_THE DATA_:

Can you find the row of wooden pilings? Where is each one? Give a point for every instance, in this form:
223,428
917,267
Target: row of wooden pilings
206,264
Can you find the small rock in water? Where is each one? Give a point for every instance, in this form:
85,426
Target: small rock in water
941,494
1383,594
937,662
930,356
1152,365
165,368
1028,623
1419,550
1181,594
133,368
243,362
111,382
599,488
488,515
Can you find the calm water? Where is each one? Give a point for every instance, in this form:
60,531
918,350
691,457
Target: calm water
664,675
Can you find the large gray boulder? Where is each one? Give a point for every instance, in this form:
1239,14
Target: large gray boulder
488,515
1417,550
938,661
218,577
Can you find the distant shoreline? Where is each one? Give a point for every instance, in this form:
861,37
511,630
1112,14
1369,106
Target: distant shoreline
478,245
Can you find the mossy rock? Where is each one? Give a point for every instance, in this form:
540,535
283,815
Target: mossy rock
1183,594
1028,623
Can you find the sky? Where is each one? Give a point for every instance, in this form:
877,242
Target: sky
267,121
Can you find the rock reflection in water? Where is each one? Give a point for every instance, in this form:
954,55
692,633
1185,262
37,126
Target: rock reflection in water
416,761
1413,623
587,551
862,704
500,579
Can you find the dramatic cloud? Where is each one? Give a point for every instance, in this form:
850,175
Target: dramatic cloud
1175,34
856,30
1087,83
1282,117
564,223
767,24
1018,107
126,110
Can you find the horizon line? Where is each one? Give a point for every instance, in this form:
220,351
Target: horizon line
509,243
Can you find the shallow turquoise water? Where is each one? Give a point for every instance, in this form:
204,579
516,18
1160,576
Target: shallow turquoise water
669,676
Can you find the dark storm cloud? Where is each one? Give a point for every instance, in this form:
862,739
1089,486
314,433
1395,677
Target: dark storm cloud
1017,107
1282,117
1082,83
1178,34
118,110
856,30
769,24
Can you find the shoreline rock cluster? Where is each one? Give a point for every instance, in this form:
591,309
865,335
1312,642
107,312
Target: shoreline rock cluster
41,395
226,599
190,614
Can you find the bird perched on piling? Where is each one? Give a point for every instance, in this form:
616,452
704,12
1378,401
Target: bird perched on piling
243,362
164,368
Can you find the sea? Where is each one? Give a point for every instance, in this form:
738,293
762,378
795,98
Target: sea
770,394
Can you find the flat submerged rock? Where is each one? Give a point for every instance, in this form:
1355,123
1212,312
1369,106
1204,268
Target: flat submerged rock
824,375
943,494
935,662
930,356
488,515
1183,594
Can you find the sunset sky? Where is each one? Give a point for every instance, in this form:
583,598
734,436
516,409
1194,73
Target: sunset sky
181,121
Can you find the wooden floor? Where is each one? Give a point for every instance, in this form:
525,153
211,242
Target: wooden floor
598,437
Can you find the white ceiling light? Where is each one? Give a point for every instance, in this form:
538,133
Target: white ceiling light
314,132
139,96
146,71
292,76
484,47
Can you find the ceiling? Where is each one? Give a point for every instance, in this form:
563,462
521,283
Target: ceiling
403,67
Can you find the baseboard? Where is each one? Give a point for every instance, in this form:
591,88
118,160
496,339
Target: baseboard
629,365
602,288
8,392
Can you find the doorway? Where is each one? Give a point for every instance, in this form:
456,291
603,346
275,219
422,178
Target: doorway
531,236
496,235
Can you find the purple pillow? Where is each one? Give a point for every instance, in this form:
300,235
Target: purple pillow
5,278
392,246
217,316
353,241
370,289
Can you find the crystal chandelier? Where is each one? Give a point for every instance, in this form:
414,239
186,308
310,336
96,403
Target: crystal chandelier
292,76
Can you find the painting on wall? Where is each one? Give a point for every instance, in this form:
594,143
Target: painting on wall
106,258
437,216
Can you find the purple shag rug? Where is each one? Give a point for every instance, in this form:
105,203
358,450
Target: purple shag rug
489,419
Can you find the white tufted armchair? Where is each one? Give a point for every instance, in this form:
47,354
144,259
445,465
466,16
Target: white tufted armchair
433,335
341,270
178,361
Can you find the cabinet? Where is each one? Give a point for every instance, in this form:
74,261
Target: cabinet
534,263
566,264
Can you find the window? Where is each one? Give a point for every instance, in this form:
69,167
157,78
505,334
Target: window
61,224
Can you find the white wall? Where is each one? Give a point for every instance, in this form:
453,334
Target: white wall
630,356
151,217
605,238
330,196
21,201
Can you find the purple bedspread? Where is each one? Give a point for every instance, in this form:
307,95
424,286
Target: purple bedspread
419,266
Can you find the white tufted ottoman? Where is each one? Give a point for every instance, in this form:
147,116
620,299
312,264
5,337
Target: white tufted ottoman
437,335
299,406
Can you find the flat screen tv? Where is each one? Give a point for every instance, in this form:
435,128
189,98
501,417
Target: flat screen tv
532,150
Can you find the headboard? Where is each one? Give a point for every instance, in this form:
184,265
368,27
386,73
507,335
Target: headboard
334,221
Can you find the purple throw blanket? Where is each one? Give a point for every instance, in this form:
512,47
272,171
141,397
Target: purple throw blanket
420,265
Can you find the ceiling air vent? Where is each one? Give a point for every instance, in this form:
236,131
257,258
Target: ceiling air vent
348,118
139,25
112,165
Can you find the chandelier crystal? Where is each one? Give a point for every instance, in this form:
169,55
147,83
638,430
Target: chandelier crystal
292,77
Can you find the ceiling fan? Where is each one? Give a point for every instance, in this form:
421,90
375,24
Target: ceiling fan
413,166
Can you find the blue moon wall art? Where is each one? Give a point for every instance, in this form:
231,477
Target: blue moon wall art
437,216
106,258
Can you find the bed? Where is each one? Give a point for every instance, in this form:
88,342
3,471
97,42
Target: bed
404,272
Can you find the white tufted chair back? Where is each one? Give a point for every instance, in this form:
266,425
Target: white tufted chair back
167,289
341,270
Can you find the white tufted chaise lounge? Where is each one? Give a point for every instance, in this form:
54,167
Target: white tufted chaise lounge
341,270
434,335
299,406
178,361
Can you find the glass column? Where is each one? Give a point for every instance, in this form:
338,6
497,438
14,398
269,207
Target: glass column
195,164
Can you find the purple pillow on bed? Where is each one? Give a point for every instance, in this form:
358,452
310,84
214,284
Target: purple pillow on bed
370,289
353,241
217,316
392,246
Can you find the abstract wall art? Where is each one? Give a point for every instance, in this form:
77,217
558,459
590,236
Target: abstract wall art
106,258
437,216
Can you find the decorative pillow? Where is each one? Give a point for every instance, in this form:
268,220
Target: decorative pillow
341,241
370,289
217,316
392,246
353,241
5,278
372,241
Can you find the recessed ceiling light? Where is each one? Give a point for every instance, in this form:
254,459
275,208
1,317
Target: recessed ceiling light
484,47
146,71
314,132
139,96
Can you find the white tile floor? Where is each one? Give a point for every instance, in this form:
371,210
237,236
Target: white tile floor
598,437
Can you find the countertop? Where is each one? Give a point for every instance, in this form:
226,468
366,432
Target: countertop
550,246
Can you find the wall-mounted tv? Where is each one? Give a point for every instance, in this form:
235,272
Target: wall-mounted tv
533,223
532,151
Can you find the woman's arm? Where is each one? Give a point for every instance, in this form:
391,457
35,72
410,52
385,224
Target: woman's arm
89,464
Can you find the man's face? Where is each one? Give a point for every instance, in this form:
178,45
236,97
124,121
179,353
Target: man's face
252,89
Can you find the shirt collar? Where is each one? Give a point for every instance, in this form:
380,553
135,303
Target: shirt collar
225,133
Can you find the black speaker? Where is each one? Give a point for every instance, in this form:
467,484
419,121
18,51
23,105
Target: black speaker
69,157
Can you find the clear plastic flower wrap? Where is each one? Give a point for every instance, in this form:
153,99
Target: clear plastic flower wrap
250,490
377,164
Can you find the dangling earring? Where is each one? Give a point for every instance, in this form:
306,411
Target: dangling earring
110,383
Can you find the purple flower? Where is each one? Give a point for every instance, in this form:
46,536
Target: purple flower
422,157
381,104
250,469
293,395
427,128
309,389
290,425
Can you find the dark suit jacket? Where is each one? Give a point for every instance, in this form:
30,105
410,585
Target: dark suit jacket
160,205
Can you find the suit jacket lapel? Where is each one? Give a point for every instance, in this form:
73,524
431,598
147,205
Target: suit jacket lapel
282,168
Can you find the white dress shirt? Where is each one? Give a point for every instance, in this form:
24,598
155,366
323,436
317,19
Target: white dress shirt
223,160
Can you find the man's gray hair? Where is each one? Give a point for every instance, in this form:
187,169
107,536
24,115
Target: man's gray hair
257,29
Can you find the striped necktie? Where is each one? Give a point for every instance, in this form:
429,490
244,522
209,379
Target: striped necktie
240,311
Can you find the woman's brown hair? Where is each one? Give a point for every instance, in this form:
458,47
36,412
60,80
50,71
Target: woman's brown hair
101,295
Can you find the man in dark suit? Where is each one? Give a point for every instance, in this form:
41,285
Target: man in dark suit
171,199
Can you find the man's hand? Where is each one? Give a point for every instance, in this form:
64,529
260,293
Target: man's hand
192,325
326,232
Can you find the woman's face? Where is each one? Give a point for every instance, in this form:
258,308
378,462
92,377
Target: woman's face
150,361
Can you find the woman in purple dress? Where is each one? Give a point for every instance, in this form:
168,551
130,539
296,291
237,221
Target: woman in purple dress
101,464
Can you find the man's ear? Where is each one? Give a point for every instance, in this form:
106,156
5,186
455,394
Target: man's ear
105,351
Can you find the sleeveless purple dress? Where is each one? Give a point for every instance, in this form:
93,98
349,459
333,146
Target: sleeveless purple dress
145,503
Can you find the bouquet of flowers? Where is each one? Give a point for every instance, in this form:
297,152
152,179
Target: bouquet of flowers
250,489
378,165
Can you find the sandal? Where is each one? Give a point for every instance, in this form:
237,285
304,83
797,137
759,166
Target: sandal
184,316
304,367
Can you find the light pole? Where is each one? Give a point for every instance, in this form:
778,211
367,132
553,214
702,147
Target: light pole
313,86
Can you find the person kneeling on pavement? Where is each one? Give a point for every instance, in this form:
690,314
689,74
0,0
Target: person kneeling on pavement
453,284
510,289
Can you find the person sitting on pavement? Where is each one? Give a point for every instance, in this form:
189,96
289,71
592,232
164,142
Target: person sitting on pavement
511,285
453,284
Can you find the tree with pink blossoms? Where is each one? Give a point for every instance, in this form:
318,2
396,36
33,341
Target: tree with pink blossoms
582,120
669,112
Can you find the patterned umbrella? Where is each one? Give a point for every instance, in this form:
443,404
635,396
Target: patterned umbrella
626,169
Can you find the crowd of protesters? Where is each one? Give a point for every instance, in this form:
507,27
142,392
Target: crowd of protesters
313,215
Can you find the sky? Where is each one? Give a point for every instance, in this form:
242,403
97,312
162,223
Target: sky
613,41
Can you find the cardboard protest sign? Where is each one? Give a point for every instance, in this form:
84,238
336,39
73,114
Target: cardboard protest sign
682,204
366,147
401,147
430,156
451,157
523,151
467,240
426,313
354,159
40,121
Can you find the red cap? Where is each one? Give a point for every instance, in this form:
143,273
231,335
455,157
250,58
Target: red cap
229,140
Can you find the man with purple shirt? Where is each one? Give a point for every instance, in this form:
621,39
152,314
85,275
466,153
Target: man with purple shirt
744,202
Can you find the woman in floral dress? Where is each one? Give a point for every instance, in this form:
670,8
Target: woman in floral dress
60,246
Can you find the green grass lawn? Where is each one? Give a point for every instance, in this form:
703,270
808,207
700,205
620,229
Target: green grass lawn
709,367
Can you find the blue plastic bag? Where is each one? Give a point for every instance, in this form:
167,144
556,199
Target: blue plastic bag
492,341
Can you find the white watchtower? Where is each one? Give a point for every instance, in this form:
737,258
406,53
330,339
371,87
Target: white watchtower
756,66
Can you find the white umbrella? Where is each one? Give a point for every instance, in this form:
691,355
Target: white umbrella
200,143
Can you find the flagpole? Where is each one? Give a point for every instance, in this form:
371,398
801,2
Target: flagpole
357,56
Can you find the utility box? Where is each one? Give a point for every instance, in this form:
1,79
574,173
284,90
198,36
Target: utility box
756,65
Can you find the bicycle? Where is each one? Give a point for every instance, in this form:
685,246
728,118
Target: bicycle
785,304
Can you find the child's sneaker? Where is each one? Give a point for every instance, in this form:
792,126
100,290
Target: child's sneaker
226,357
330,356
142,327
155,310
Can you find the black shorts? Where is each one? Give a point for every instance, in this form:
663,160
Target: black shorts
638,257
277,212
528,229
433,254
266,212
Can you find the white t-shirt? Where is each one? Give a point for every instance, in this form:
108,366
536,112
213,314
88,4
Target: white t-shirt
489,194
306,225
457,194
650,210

_ABOUT THIS TASK_: Please transcribe, exactly and with nothing added, the lines from the first line of the material above through the line that contains "Can you find the shallow".

_FINISHED TASK_:
Can you find the row of wooden pilings? Where is each one? Give a point for every instance, in this form:
223,428
917,267
Target: row of wooden pilings
206,264
Can you find the small rock in water? Where is each one? Give a point for every instance, in this form:
85,426
Target: small rock in water
941,494
1383,594
937,662
930,356
1152,365
165,368
1028,623
1419,550
1181,594
133,368
243,362
111,382
599,488
488,515
Can you find the calm water? Where is each one? Give a point for every instance, in this form:
60,531
918,350
691,457
Target: calm water
664,675
Can you find the large gray boulder? Where is each one? Give a point for every instance, in this form:
1239,14
Target: large gray boulder
488,515
1417,550
938,661
218,577
Can you find the distant shoreline? Where is each one? Give a point for every instance, in this form:
861,37
511,630
1112,14
1369,106
Target: distant shoreline
478,245
Can you find the mossy rock? Where is each one? Give a point for every instance, in this form:
540,535
283,815
Target: mossy rock
1183,594
1028,623
Can you find the sky? Where is each one? Give a point for every instance, in this form:
877,242
Target: sky
267,121
Can you find the rock reflection in water? Where is each one? Give a point for every instance, in this form:
954,55
692,633
1185,262
37,126
Target: rock reflection in water
416,761
1413,623
587,551
862,704
500,579
Can you find the dramatic cloud? Where is each one? Give a point for every instance, in this form:
850,175
Target: dramatic cloud
1175,34
856,30
1087,83
1282,117
564,223
767,24
1018,107
126,110
Can you find the horizon line? Where is each one? Give a point for every instance, in this form:
220,351
Target: horizon line
509,243
Can you find the shallow turquoise water? Where is each one? Give a point for every instance, in this form:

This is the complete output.